Exercise description =>
All of the data should be output character for character, except the pictures.

Data to use START

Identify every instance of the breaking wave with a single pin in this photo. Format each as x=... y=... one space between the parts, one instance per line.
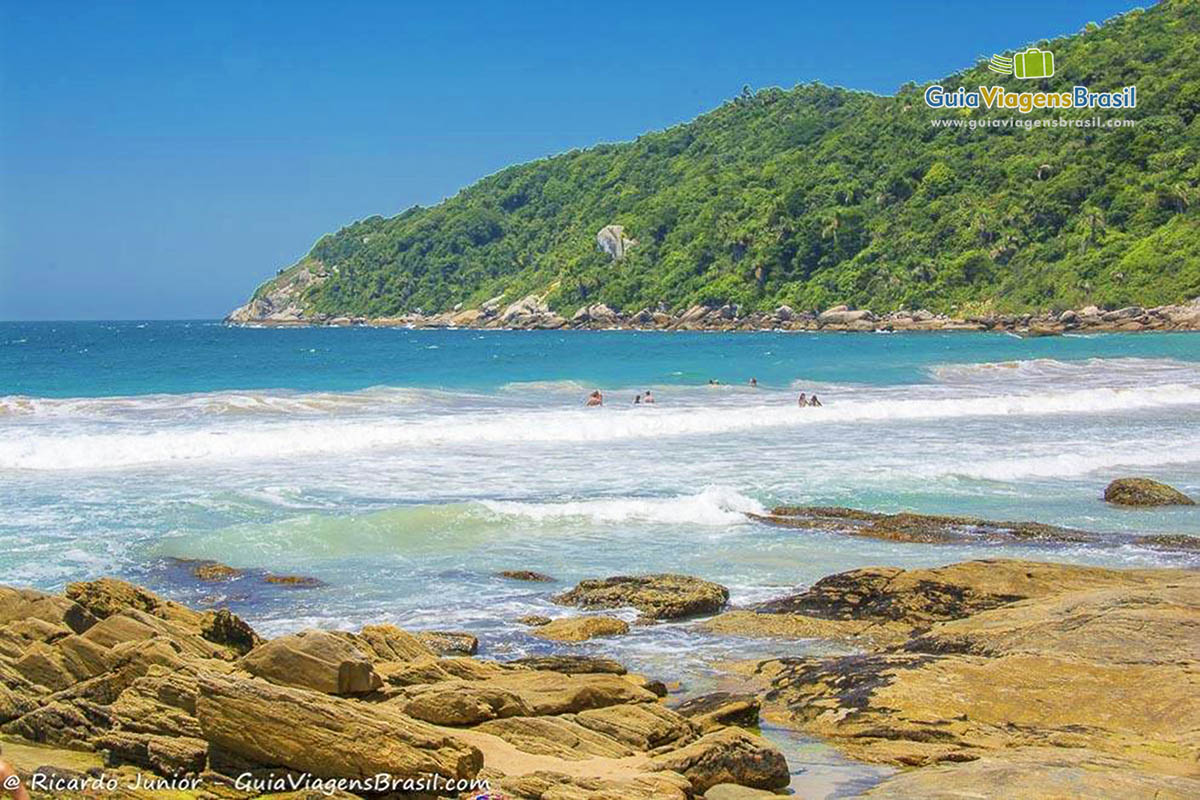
x=108 y=445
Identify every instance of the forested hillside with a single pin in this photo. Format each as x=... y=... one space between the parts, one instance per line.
x=817 y=196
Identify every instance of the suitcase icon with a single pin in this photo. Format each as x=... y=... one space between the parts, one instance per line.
x=1033 y=64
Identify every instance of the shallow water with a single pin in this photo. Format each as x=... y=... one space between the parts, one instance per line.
x=405 y=468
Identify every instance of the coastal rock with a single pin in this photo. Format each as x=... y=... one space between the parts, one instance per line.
x=573 y=665
x=328 y=737
x=721 y=709
x=658 y=596
x=729 y=756
x=919 y=597
x=449 y=643
x=27 y=603
x=735 y=792
x=1035 y=774
x=925 y=529
x=316 y=660
x=580 y=629
x=997 y=680
x=144 y=686
x=526 y=575
x=1144 y=492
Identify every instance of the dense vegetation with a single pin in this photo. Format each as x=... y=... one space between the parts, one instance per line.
x=817 y=196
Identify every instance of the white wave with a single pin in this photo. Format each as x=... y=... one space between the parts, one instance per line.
x=30 y=447
x=1072 y=464
x=713 y=506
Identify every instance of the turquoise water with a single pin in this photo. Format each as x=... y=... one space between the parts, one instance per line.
x=405 y=468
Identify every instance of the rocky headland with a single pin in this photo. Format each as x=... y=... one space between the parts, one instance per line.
x=282 y=307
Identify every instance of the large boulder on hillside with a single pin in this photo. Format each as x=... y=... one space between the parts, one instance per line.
x=324 y=735
x=611 y=239
x=317 y=660
x=1144 y=492
x=658 y=596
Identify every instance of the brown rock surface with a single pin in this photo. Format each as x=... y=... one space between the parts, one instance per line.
x=927 y=529
x=1144 y=492
x=658 y=596
x=1102 y=665
x=317 y=660
x=324 y=735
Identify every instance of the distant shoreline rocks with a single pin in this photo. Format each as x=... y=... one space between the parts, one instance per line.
x=533 y=313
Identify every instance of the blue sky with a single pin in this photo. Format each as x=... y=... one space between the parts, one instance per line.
x=159 y=160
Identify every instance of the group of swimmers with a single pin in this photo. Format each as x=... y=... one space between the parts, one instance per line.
x=647 y=398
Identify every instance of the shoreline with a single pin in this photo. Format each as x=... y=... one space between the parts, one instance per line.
x=532 y=313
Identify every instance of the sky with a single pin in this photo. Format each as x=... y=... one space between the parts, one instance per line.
x=160 y=160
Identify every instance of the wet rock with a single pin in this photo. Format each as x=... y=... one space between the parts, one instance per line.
x=449 y=643
x=222 y=626
x=781 y=624
x=316 y=660
x=519 y=693
x=927 y=529
x=27 y=603
x=720 y=709
x=1037 y=673
x=1041 y=773
x=573 y=665
x=658 y=596
x=526 y=575
x=729 y=756
x=325 y=735
x=210 y=571
x=919 y=597
x=580 y=629
x=1144 y=492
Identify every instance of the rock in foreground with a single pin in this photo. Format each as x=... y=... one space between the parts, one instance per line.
x=168 y=691
x=1144 y=492
x=1071 y=673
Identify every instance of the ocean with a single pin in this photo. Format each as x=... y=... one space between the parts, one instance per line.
x=403 y=468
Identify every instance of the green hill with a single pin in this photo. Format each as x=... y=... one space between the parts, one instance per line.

Data to use END

Answer space =>
Identify every instance of the breaking wave with a single pin in this photo. Format each as x=... y=... one space between the parts, one instance per line.
x=108 y=445
Identify every instance of the forested hillside with a single pin in this photo. Format each as x=... y=... one space between the parts, one instance per line.
x=817 y=196
Identify every instance of the suitcase icon with a single pin in this photo. Format each as x=... y=... one space between the parts, one instance per line.
x=1033 y=64
Identify every instance of the shallow water with a single pin in this photo. Format each as x=... y=... one space between the parts, one instance per line.
x=405 y=468
Identify every instance of the coastal rock with a single pin in this photo. Format each as x=... y=... one space between the parts, one instance per line.
x=573 y=665
x=328 y=737
x=721 y=709
x=658 y=596
x=729 y=756
x=919 y=597
x=449 y=643
x=27 y=603
x=735 y=792
x=1035 y=774
x=925 y=529
x=316 y=660
x=580 y=629
x=997 y=680
x=144 y=686
x=526 y=575
x=1144 y=492
Identify every instance of the dense vegetation with a single pin in this photo. Format each as x=... y=... one space between the parts, one instance per line.
x=817 y=196
Identify every instance of the white wave with a single pin in this photo. Format each as x=... y=... one space between the parts, one instance per line.
x=30 y=447
x=1072 y=464
x=713 y=506
Identify every instance of the turquoise water with a single pin in this photo. Format each as x=... y=... one space between the parts, one instance per line.
x=405 y=468
Identify every instance of the rocky headland with a single pin in this photo. Format each as x=... y=... one space between the parts, one instance per line.
x=282 y=307
Identify every instance of the large boulder on hillside with a single pin in this photo. Format each as x=... y=... one space between the parts, one instance per line.
x=324 y=735
x=611 y=239
x=317 y=660
x=1144 y=492
x=658 y=596
Identify every instance of the brown rock surface with a single pin in this photo. Format each as x=... y=... one space between the parts, one instance per line.
x=927 y=529
x=1144 y=492
x=658 y=596
x=1102 y=665
x=317 y=660
x=324 y=735
Identify every instance of the distant shoreline rocks with a single pin in this photo. Format each as x=... y=... one space between the parts, one instance per line.
x=533 y=313
Identify every instance of the blue sky with a single pin in this photo. Format each as x=... y=... one space between the parts, one instance per line.
x=159 y=160
Identify every instance of the group of swimmers with a single pin in this photo. Format each as x=... y=... one space between the parts, one instance per line.
x=647 y=398
Identify every instance of the shoreline with a single pin in this photo. Format each as x=... y=... one space between the parts, one instance per line.
x=532 y=313
Identify every instance of the sky with a single pin in this photo. Format each as x=... y=... one space between the parts, one instance per line.
x=160 y=160
Identify every instance of the wet rock with a single pin in this photo. Format each as x=... y=... one space between the parts, one instance per line.
x=449 y=643
x=222 y=626
x=781 y=624
x=316 y=660
x=519 y=693
x=927 y=529
x=27 y=603
x=720 y=709
x=1037 y=673
x=1041 y=773
x=573 y=665
x=658 y=596
x=526 y=575
x=729 y=756
x=325 y=735
x=210 y=571
x=919 y=597
x=580 y=629
x=1144 y=492
Identify every instance of the rock in foreground with a single pin in this photo. Format each as x=... y=... one space between the parts, one instance per line.
x=168 y=691
x=1144 y=492
x=1071 y=673
Identify every instance of the ocean with a single pin in this photo. Format each as x=... y=... one space between the parts, one instance per line.
x=403 y=468
Identify every instance of the green hill with a single pin in this photo. Format each as x=... y=... one space between the parts, one instance per line.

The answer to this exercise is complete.